(ROWS)
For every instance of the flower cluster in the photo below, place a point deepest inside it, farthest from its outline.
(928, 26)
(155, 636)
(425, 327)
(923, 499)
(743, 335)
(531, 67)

(REQUIREMENT) Rewrite every line of the entries above as a numbered list, leaving out any blank lines.

(TASK RESULT)
1. For every instance of the flower cluster in the photo below, place a point deepest inside it, farthest from its outline.
2. (928, 26)
3. (155, 636)
4. (425, 327)
5. (923, 499)
6. (743, 335)
7. (531, 67)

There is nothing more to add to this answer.